**PROBLEM DETAILS:** Write the next part of the profiles of former Mustang athletes, picking up after the last sentence shown.

-- start SELECTION --

For nearly 20 years, Mustang soccer has enjoyed extraordinary success, highlighted by annual playoff appearances, memorable games, All-American athletes, and national championships. But few people remember the young and lean years of the program in the late '60s and early '70s when a young man named Ron Inscho led a fledgling sport to initial success and etched his name in the record books along the way.
Soccer was barely on the radar in 1969 when Inscho arrived on campus and it wasn't until the following season that the first statistics for the program were recorded. What they revealed in the fall of 1970 was the only undefeated squad (7-0-1) in school history and Inscho leading the attack with 21 goals and 49 points, single-season standards that stood for 10 years. The highlight of the campaign was a seven-goal performance against Pacific Christian, a single-game record that wasn't broken until 1987.
When he concluded his career a year later, he had established himself as the school's all-time leading scorer with 107 points (42 goals, 23 assists). Although his career and single-season records have been eclipsed over the years, he is still No. 9 on the all-time scoring list and his 3.57 points per game average is still tops in school annals.
After graduating with a degree in music in the spring of 1972, Ron immediately began ministering in the local church, initiating a lifetime of service for the kingdom. Following his marriage to Diane in 1973, the couple moved to Santa Maria, California, where Ron served as the Minister of Music at Grace Baptist Church for the next 30 years. While there, Ron was instrumental in developing Sunday morning worship, high school and college-age tours, Easter musical dramas, patriotic musicals, youth musicals, handbell choirs, orchestras, a summer music internship program, and the spectacular Living Christmas Tree.
Relocating from Santa Maria in late 2003, Ron began a new period of ministry in his life, moving to Upland, California, where he became the Minister of Music at Foothill Bible Church. Ron and Diane have two grown children, both TMC alums, who are married and serving the Lord in churches in Northern California.
The link between a forgettable past and what we now know as modern Lady Mustang basketball may have been Kim (DeVries) Gorauskas who experienced profound lows and exhilarating highs in her four years at the college. When she arrived on campus in 1993, she found a program that was in disarray, plagued by annual coaching changes and dismal records. Four years later, she graduated as the pioneer of a new brand of basketball that was just becoming acquainted with postseason play and national prominence.
The change was not immediately evident on the court as the Mustangs went a combined 9-32 in her first two years but DeVries was starting to gain a reputation as one of the premier post players in the NAIA Far West Region. In her freshman season, she averaged 11.8ppg and 8.7rpg, and a year later those numbers moved up to 12.6ppg and 9.3rpg.

-- end SELECTION --
-- start MATERIAL --

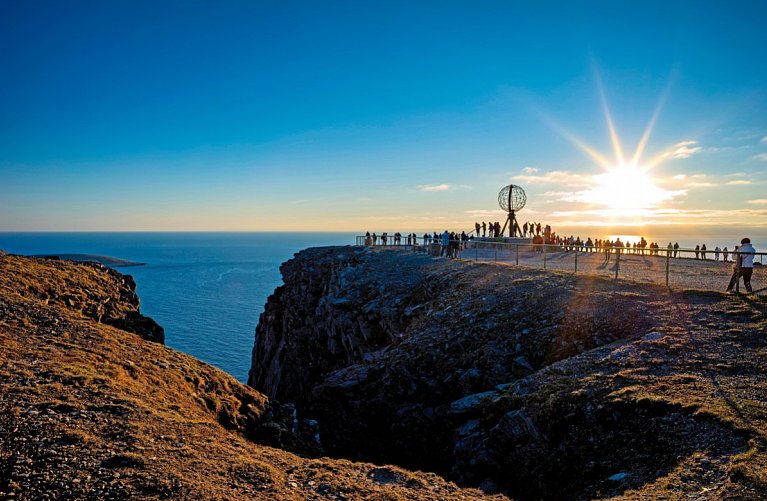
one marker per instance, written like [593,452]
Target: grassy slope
[88,410]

-- end MATERIAL --

**WRITTEN REPLY:**
But, it was in the turnaround 1995-96 campaign that her play went up several levels, coinciding with the hiring of her third coach in three years, Ken Sugarman. Pushed by a new, up-tempo philosophy, DeVries thrived, setting personal highs in nearly all of the major offensive categories and establishing new school standards. Her 505 points were a new single-season record at the time while her 306 rebounds (3rd all-time) and 15.3 scoring average were personal bests. She was rewarded with an honorable mention spot on the NAIA's All-Pacific Northwest Region Team. Even more satisfying was the club's success as the Mustangs qualified for the postseason for the first time in school history and won the NAIA Far West Region championship.
A year later, DeVries was joined by transfers Elizabeth Hansell and Laura Fralich, forming one of the most dynamic trios in the region. Together they pushed the Mustangs to their first winning season in history and a second straight NAIA region playoff appearance. It was a great send-off for the senior center who capped her prolific career by averaging a team-high 14.8ppg and and a career-best 10.2rpg. Earning postseason honors for the second consecutive season, she was named to the NAIA All-Southwest Region Team. DeVries completed her four years as the top scorer (1,475 points) and rebounder (999, a mark she still owns) in college history, and was also No. 1 in field goals made and free throws made.
After graduating in the spring of 1997 with a degree in Home Economics and completing student teaching that fall, DeVries moved to Marysville, Washington, where she taught half a year at Grace Academy. Sensing God's calling to return to Santa Rosa, California, she accepted a position at Rincon Valley Christian School and taught and coached for a year before marrying fellow 1997 grad and former Mustang basketball standout Leo Gorauskas.
With Leo playing professional basketball overseas, Kim spent the next 2½ years traveling to Brazil, Portugal, and France. She even played some pro ball herself in Portugal and France before a shoulder injury forced her to the sidelines. The Gorauskas' returned to the United States in early 2002 and found a place in Santa Rosa where Kim is busy with their daughter, Katrina, and a bookkeeping and tax business that enables her to stay at home. They attend Santa Rosa Bible Church where they enjoy the teaching of the Word of God and their fellowship group.
Elizabeth Hansell's entrance to The Master's College in the fall of 1996 coincided directly with the dramatic emergence of the women's basketball program on the national scene. In Coach Ken Sugarman's second year at the helm, Hansell stepped onto the hardwood of Bross Gym and over the next three years proceeded to take the Lady Mustangs to unprecedented heights.
Her impact was immediate as she teamed with fellow front court mate Kim DeVries to lead the Mustangs to the first winning season (18-12) in school history and a second consecutive NAIA Far West Region playoff berth. A year later, despite the team's disappointing 10-20 finish, Hansell took her game to another level, posting All-American numbers without the honors. She set single-season records with 564 points, an 18.8ppg scoring average, 140 free throws, and 205 field goals.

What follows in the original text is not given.